• **Work request**
Copy every line that holds the string "blue" from the data below.

(Referring expression data)
----------------
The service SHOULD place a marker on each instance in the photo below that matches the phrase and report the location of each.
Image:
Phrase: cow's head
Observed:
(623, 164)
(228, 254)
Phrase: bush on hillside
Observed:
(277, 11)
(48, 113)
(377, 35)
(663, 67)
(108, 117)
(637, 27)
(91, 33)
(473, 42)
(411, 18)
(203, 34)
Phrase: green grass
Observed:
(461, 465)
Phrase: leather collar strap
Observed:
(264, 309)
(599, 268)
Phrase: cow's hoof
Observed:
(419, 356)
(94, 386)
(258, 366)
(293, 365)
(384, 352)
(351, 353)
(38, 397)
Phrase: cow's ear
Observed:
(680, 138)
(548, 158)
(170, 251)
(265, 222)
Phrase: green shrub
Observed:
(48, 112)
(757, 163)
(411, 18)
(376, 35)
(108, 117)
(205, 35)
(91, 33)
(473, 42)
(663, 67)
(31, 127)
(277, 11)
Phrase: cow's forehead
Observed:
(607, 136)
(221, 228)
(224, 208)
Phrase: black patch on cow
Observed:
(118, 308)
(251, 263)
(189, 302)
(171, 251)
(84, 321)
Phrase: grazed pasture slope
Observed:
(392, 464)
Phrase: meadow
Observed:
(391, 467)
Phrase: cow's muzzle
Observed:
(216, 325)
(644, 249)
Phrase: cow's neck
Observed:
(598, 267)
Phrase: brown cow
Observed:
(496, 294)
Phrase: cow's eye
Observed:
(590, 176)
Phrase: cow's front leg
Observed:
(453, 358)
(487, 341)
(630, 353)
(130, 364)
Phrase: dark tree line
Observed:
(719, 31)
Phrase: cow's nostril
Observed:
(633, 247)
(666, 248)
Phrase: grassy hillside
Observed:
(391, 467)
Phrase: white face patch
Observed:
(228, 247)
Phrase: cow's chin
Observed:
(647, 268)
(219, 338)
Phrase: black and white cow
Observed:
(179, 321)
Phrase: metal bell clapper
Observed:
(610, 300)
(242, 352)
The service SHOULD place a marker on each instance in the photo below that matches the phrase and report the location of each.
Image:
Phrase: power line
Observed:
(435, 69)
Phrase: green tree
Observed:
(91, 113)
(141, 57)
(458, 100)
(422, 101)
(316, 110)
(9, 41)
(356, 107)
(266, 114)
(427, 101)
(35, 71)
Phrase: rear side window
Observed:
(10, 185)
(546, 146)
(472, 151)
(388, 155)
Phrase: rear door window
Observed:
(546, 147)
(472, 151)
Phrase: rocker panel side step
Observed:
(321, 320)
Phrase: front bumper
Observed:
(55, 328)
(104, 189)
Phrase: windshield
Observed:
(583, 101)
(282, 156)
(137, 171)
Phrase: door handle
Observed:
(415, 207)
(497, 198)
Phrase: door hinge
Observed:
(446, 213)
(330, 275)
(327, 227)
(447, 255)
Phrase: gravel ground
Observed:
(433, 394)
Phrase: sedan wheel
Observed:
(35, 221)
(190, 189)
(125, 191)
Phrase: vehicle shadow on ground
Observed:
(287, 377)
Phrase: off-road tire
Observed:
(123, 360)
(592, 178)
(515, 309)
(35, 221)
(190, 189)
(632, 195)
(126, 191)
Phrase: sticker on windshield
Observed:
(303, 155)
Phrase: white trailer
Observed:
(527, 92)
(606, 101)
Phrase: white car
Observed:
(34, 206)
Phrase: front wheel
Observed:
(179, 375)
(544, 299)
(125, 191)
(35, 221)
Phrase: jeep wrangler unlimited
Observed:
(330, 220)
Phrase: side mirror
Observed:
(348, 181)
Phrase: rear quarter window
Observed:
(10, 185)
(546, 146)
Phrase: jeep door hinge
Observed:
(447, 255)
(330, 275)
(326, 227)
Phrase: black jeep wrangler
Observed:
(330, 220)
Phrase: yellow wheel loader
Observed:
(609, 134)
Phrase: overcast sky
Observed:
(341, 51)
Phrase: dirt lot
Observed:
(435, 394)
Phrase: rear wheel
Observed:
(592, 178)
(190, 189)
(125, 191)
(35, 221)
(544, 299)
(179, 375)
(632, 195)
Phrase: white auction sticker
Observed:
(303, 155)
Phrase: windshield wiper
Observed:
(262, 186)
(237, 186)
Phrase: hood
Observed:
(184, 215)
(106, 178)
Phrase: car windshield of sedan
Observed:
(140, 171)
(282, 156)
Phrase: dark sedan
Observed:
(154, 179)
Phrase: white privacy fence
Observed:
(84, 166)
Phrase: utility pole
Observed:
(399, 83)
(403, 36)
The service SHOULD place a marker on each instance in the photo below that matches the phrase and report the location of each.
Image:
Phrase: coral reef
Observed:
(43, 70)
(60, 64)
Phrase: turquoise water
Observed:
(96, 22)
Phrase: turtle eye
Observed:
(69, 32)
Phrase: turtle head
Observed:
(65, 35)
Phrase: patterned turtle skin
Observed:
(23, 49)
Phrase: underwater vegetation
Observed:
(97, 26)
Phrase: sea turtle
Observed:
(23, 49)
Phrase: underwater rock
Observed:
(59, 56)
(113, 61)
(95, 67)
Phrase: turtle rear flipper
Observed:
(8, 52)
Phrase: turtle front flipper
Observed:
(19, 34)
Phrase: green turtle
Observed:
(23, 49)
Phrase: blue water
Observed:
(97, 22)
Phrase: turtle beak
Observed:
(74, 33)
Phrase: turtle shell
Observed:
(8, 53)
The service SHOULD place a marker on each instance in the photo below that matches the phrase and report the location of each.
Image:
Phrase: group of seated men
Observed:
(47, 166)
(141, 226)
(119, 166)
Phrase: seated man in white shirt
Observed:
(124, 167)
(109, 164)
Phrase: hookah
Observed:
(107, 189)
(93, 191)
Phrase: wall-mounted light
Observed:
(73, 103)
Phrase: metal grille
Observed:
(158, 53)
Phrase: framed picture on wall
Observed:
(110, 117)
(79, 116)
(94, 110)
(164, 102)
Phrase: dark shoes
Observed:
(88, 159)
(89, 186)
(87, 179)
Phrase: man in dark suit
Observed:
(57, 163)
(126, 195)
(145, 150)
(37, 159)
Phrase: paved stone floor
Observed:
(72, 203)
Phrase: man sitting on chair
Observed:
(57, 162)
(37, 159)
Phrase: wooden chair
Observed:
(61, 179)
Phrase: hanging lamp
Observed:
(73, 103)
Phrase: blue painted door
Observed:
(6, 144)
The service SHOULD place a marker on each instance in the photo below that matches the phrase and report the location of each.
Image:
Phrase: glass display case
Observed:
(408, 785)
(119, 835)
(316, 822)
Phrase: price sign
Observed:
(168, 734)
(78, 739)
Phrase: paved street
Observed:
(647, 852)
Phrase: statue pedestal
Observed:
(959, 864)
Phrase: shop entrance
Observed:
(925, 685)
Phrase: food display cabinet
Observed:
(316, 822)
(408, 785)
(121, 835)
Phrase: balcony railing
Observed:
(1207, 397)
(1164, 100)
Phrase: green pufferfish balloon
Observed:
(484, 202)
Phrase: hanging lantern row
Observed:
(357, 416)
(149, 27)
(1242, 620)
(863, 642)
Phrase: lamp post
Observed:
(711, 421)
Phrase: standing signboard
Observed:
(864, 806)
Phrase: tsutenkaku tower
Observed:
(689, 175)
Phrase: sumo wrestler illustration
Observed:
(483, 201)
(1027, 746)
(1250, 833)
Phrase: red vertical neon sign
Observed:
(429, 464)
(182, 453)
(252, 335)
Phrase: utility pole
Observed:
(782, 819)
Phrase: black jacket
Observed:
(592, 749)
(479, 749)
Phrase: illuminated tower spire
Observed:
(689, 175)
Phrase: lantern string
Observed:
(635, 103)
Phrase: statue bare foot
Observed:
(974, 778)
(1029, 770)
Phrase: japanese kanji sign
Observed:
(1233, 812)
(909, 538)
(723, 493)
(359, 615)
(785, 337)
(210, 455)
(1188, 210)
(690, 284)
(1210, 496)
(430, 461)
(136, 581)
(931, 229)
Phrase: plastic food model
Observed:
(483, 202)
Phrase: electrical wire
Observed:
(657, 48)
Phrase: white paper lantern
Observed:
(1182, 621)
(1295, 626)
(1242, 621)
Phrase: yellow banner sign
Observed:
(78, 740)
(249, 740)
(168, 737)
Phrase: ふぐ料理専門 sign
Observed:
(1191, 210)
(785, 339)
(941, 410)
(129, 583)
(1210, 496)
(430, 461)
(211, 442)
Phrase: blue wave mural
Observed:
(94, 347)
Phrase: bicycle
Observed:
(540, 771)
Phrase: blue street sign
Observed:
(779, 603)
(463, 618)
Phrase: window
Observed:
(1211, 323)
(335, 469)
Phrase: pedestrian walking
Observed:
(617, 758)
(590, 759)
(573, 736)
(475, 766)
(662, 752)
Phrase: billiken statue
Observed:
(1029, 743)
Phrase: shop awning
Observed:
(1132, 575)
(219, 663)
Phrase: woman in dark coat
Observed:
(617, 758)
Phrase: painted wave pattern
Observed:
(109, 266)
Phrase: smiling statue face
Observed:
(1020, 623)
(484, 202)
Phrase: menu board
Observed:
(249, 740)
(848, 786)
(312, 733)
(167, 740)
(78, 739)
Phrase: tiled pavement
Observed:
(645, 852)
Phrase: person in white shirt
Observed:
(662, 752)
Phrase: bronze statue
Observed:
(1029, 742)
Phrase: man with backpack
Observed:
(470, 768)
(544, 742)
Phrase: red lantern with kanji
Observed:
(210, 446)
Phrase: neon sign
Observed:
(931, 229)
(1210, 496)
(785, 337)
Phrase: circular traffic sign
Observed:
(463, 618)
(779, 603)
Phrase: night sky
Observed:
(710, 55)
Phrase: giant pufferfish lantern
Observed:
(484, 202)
----------------
• **Expected output**
Phrase: blue water
Phrase: blue painted door
Phrase: blue wave mural
Phrase: blue street sign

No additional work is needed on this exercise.